**本文**
_ _ _ _ _
道中は控える形で中団後方で運んで4角まで我慢する形。4角過ぎで一気に動いて行って、直線はそれなりに鋭く伸びてきたが前が簡単に止まらない形で差し届かず…という形。前が止まらない馬場で0.2秒差まで詰め寄った事は評価できるし、道中は外を回る形になりながらも後方からよく脚を伸ばしているのも立派。2着馬(ママコチャ)と比較しても後方から良く脚を伸ばしている内容。まぁ元々地力で勝ち負けできるタイプでは無い印象だし、ある程度展開の恩恵が回限りはこの辺りが限界なのだろう。

【レース後関係者コメント】
(柴田善臣騎手)

「もう少し流れるかと思ったけど、落ち着いたね。このコースで平均(ペース)だと止まらない。後ろからきたのはこの馬だけ。GOサインを出して、しっかり反応してくれた」

ボンボヤージ 5着

【決め手】中団内目で終始内を立ち回る・勝負所~直線半ばで進路取り苦労

発馬五分から中団中目のインを追走。道中は中団中目で流れに乗って、3~4角をそのまま内々を回る形だが4角手前から直線入口まで前が壁の状態。直線入口で進路を求めて外へ誘導されるも、馬群を抜け出せず。直線半ばで2着馬(ママコチャ)の後を追って進路を得たものの、最後の1F区間の伸び脚で他馬との違いを引き出せず。それでも最後1F区間でタレた先行馬を交わして5着でゴール。

3着馬(ストーンリッジ)の直後では運ぶ形で、勝負所で前が壁になる事態もほぼ同様。しかし直線で内から馬群を割った3着馬に対してこちらは外へ誘導されたものの、そこでも上手く馬群を抜け出せなかったのは痛い。まぁ最後1Fで2着馬の直後を取って進路を得たが、元々が加速型、後半型のタイプではないから直線は切れ負けの感はあった。まぁ内々を立ち回った馬が有利な馬場だったし、勝負所で内目で上手く進路を見出せていれば…という感じはあったと思う。それこそ上手く噛み合えば昨年程ではないにせよ馬券圏内は狙えたかもしれない。高速馬場でのハイペース戦の中で強みを発揮できそうでだが、現状では小倉限定と言う感じがするのが残念なところ。

【レース後関係者コメント】
(川須栄彦騎手)

「この時期の小倉は一番得意ですからね。内枠からロスなく運んで、しっかり脚を使ってくれました。去年より3キロ重かったし、展開が向いたわけでもありませんが、力があるところを見せてくれました」

トゥラヴェスーラ 6着

【決め手】中団後方中目追走・直線半ば前詰まる・G前伸びるも遅し
【レース後関係者コメント】
(藤岡康太騎手)
_ _ _ _ _
**記録内容**
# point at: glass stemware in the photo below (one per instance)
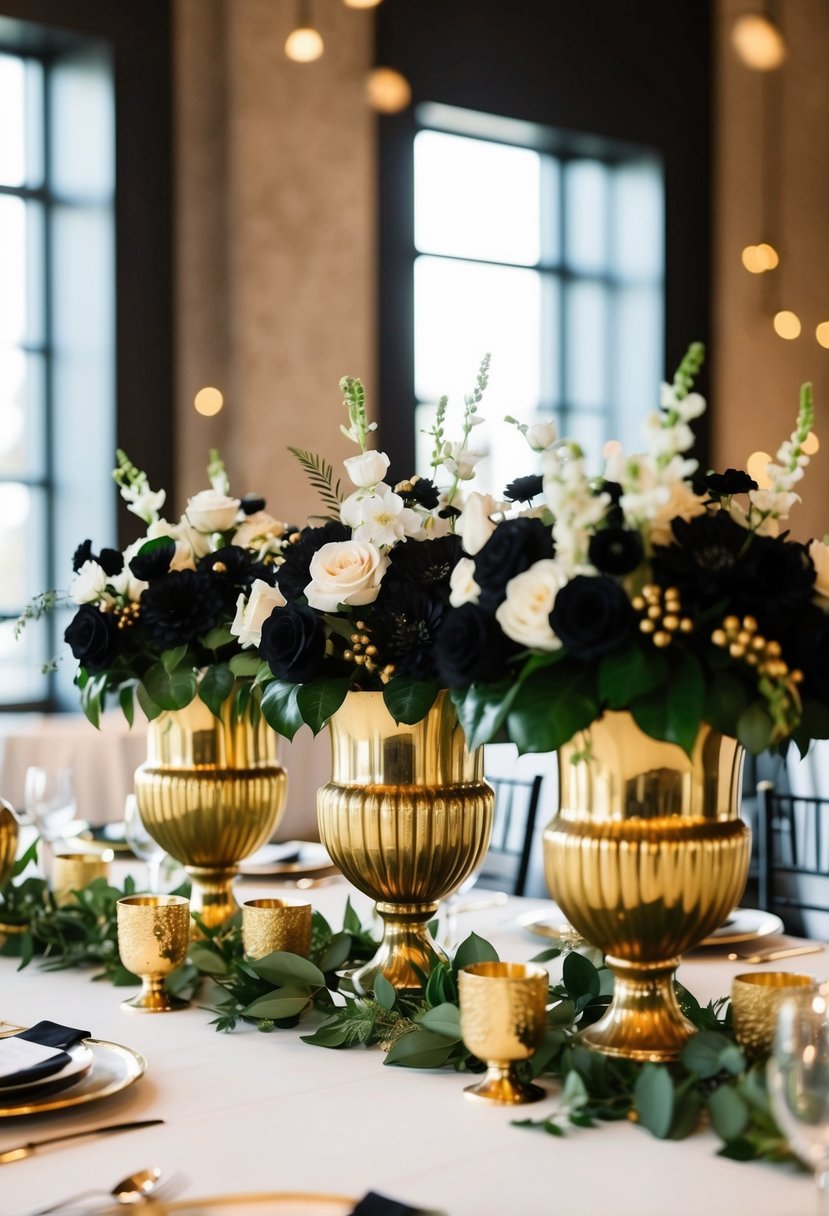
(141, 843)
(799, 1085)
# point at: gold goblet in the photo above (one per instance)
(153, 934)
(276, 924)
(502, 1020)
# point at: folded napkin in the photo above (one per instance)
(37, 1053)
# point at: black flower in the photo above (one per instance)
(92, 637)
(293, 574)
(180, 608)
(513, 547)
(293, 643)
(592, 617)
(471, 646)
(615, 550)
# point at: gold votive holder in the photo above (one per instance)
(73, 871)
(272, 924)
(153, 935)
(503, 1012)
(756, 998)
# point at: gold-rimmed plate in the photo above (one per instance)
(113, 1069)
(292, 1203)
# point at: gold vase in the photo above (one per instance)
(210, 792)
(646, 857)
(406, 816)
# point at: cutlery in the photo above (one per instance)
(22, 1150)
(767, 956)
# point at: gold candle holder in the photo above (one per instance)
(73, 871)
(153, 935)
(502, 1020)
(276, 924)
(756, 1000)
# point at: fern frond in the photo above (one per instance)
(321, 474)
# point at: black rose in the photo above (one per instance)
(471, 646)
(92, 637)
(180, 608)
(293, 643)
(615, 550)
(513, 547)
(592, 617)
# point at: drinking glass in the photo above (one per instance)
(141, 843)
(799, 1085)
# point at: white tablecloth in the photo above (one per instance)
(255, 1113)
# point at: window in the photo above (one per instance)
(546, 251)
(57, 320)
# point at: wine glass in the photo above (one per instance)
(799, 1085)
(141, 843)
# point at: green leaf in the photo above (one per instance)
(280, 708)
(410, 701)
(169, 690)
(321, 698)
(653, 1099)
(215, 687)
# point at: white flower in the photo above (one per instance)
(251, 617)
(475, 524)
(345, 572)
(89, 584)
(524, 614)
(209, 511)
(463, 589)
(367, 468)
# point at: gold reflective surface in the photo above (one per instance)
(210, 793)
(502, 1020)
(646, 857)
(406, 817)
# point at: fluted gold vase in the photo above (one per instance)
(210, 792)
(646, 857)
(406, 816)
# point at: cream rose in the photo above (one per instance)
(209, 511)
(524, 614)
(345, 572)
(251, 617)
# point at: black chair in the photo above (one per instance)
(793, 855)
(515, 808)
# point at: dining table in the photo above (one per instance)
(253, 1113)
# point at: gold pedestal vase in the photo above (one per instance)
_ _ _ _ _
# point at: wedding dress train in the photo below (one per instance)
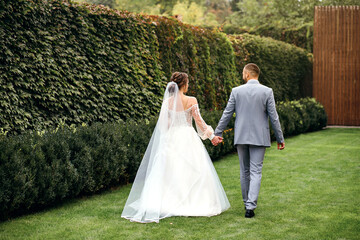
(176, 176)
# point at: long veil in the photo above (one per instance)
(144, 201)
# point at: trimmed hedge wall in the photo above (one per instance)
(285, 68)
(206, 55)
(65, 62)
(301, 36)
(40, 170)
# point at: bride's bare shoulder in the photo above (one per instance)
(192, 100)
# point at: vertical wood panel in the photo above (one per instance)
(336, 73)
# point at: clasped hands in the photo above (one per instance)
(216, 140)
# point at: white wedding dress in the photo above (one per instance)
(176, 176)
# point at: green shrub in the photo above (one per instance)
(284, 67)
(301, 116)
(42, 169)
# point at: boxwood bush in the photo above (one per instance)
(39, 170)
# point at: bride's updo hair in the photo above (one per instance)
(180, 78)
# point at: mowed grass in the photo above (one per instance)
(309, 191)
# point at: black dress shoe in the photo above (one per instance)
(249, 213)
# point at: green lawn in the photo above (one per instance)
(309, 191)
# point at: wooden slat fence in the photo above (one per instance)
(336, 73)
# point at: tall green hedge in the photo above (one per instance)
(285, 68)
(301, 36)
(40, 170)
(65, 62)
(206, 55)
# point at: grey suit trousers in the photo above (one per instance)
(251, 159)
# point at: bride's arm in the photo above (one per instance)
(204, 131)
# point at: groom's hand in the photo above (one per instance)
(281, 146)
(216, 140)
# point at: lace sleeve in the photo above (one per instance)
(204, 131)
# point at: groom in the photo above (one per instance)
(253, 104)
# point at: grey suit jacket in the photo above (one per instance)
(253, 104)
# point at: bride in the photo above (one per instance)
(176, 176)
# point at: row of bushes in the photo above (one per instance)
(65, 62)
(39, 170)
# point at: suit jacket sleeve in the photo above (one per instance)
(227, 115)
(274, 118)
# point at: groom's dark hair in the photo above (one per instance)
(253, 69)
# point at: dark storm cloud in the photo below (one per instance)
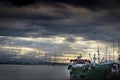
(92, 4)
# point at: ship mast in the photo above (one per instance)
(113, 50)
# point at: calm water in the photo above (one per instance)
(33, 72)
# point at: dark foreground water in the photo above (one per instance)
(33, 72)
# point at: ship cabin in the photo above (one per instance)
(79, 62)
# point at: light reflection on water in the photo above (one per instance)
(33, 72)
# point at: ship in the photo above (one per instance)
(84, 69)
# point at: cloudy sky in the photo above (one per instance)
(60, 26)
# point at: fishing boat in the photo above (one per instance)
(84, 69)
_ _ _ _ _
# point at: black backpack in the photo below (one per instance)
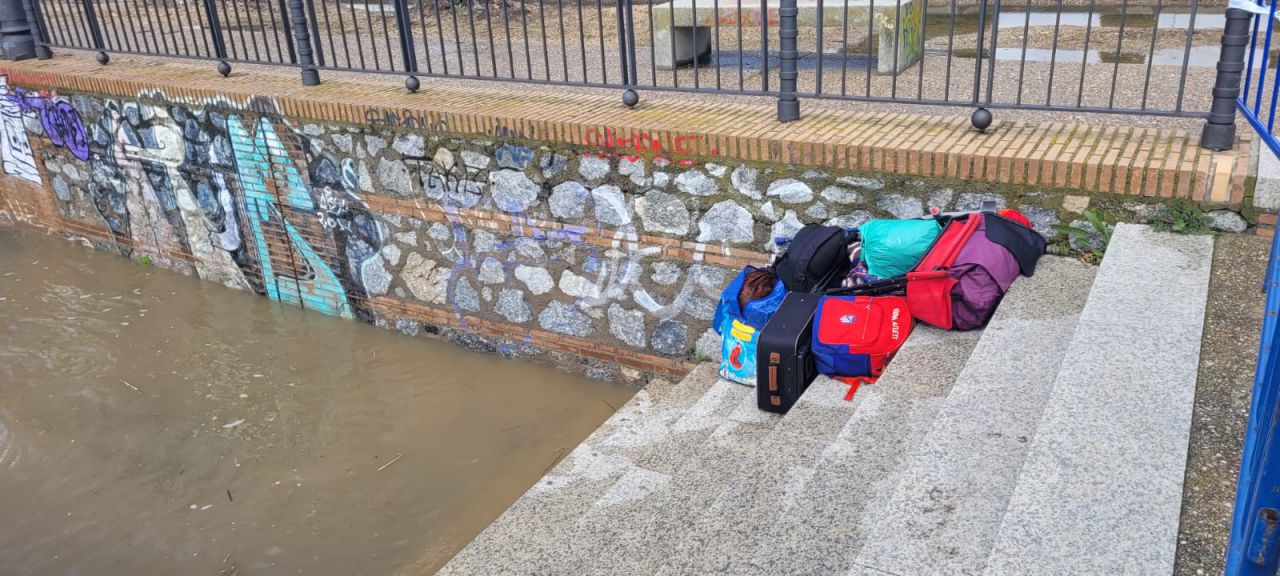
_ _ _ _ _
**設定課題**
1. 次の記述(a)〜(c)が本文の内容と合っているかを、それぞれ「はい」か「いいえ」で答え、判断の決め手となる本文の語句をそのまま引用せよ。(a) ボンボヤージは5着でゴールした。(b) 川須栄彦騎手は、去年より斤量が軽かったと述べている。(c) 柴田善臣騎手は、後ろから来た馬が複数いたと述べている。
2. 本文で3着馬として名前が挙げられている馬は何か。

**課題別の解答**
1.
(a) はい。本文に「タレた先行馬を交わして5着でゴール」とある。
(b) いいえ。本文に「去年より3キロ重かったし」とある。
(c) いいえ。本文に「後ろからきたのはこの馬だけ」とある。

2. 3着馬はストーンリッジである。